## Problem:
The entries below must be repeated exactly. None may be skipped.

[Stored dataset items]
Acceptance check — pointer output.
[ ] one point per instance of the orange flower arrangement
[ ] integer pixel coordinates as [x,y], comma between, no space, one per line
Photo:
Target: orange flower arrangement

## Problem solution:
Acceptance check — pointer output.
[ ] one point per instance of the orange flower arrangement
[ ] integer pixel coordinates as [x,y], comma between, no space, one per line
Photo:
Target: orange flower arrangement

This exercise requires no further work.